Required work: Exact copies of the lines below, from the one with "Would you mind pinning the dark car" up to and including the one with "Would you mind pinning the armco", are what this calls for; leave out pictures.

____

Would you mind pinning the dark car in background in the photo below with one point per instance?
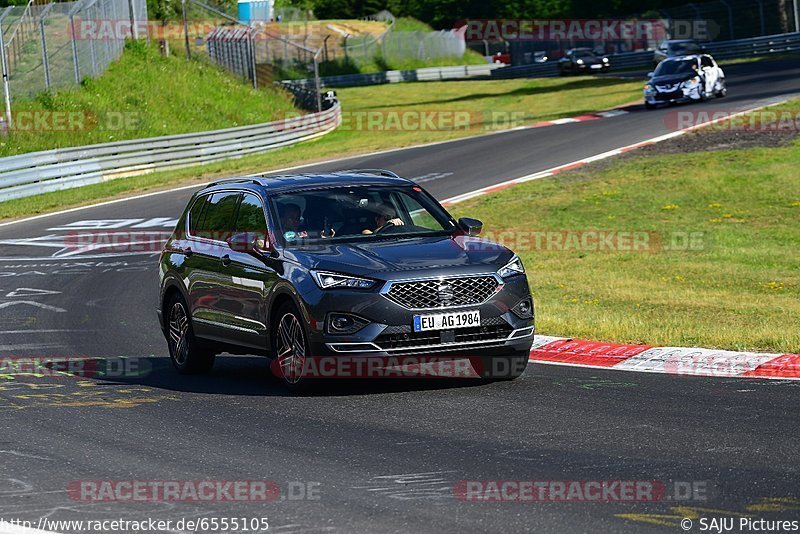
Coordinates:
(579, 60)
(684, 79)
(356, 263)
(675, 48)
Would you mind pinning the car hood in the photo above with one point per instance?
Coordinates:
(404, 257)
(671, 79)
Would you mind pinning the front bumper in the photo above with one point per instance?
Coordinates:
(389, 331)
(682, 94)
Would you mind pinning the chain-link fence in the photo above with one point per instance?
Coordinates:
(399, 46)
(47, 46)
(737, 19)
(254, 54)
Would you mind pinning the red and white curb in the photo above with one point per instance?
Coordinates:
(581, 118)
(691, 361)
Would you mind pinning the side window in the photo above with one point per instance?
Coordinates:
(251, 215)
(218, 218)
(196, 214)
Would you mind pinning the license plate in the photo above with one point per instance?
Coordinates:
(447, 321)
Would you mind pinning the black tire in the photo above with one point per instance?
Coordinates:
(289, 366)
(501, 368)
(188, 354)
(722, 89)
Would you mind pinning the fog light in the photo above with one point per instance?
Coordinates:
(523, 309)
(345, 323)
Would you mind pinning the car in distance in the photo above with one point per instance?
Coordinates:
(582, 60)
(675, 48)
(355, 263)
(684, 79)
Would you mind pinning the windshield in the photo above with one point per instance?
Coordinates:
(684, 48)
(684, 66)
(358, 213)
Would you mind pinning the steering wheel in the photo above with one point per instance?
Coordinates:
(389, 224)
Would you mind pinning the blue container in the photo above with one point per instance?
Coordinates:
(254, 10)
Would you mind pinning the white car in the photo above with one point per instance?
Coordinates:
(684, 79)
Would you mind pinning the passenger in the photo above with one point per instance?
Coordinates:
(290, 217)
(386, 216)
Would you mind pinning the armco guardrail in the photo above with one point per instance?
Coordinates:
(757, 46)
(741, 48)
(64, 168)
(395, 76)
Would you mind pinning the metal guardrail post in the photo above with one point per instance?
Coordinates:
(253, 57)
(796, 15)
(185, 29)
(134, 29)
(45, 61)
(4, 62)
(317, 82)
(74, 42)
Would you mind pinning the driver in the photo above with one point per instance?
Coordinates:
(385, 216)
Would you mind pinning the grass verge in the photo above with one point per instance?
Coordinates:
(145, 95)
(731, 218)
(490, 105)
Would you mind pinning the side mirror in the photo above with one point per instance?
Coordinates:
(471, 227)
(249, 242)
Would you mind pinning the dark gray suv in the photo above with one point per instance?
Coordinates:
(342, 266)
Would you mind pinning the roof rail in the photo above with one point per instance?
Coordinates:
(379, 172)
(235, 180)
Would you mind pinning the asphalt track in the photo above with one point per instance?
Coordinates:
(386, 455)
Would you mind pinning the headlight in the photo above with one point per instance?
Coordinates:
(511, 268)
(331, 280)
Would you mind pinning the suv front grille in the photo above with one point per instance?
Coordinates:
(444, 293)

____

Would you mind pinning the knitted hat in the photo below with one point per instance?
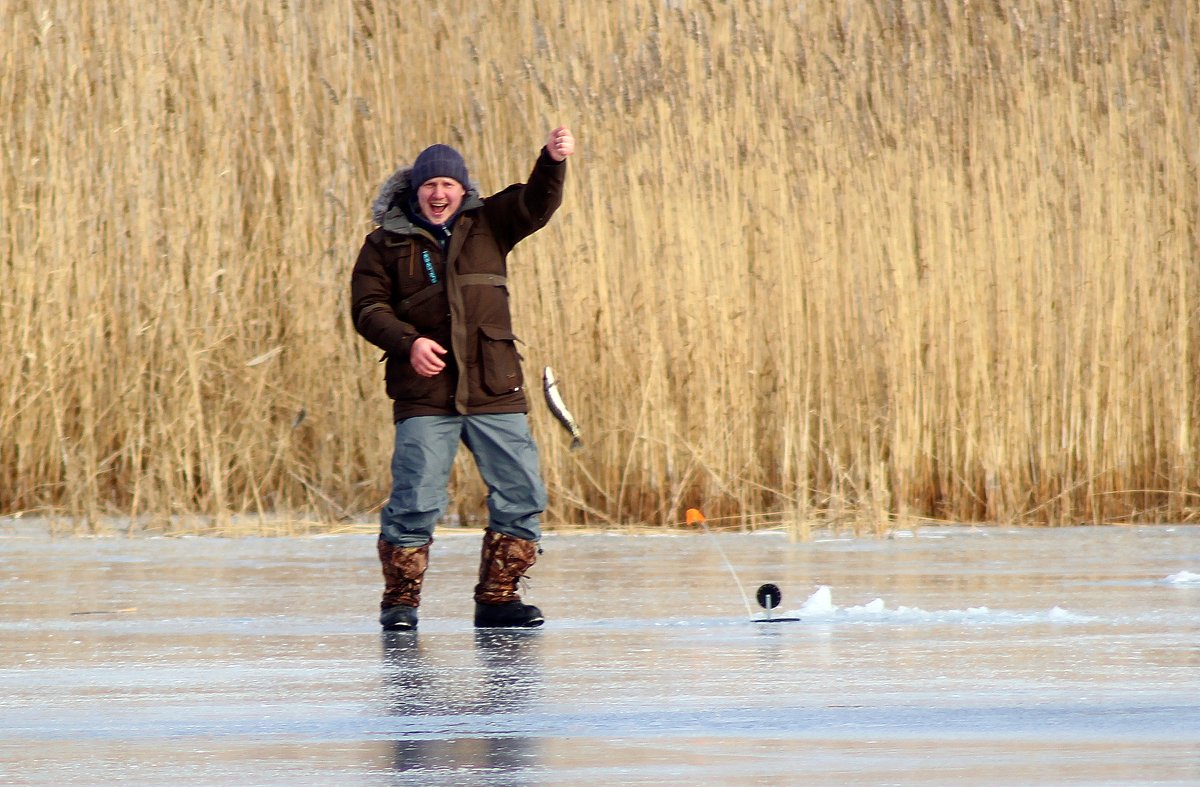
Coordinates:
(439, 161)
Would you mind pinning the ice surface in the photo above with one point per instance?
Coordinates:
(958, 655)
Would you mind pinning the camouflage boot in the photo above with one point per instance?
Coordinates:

____

Response to the task:
Would you mind pinning the dark car in background in the photo below with one point per instance?
Coordinates:
(579, 60)
(684, 79)
(356, 263)
(675, 48)
Would you mind pinning the car hood in the photo above with one point per instance?
Coordinates:
(404, 257)
(671, 79)
Would you mind pinning the front bumper in the photo above with one point per instance?
Coordinates:
(389, 331)
(682, 94)
Would you mind pinning the chain-link fence in the photo above with one point per instance?
Coordinates:
(399, 46)
(47, 46)
(737, 19)
(254, 54)
Would you mind pinning the red and white curb in the photo above with one point per instance?
Coordinates:
(581, 118)
(691, 361)
Would you mind pinning the side window in the photo above with one point per instance?
Coordinates:
(251, 215)
(218, 218)
(196, 214)
Would you mind pinning the license plate in the photo above with one point per instance?
Coordinates:
(447, 321)
Would you mind pinning the black tire in the photo above with one point per instance?
Coordinates:
(289, 366)
(501, 368)
(188, 354)
(722, 89)
Would you mind pinning the fog light in the photo above with one point per instance?
Coordinates:
(523, 309)
(345, 323)
Would you mind pinning the car in distance in the photo above with one point per instance?
Coordinates:
(582, 60)
(675, 48)
(355, 263)
(684, 79)
Would you mind pinning the windshield in the photo above with one point per instance?
Coordinates:
(684, 48)
(684, 66)
(358, 213)
Would you mind pinning the steering wheel in the photo above with one point per instance?
Coordinates:
(389, 224)
Would you mind pinning the blue container in the photo above with one point per instance?
Coordinates:
(254, 10)
Would you mind pinning the white car in the photo above with one point per instance?
Coordinates:
(684, 79)
Would you mind pinning the passenger in the photo above with one point per instance?
Coordinates:
(290, 217)
(386, 216)
Would you mind pinning the armco guardrail in the photo above with one point per instance?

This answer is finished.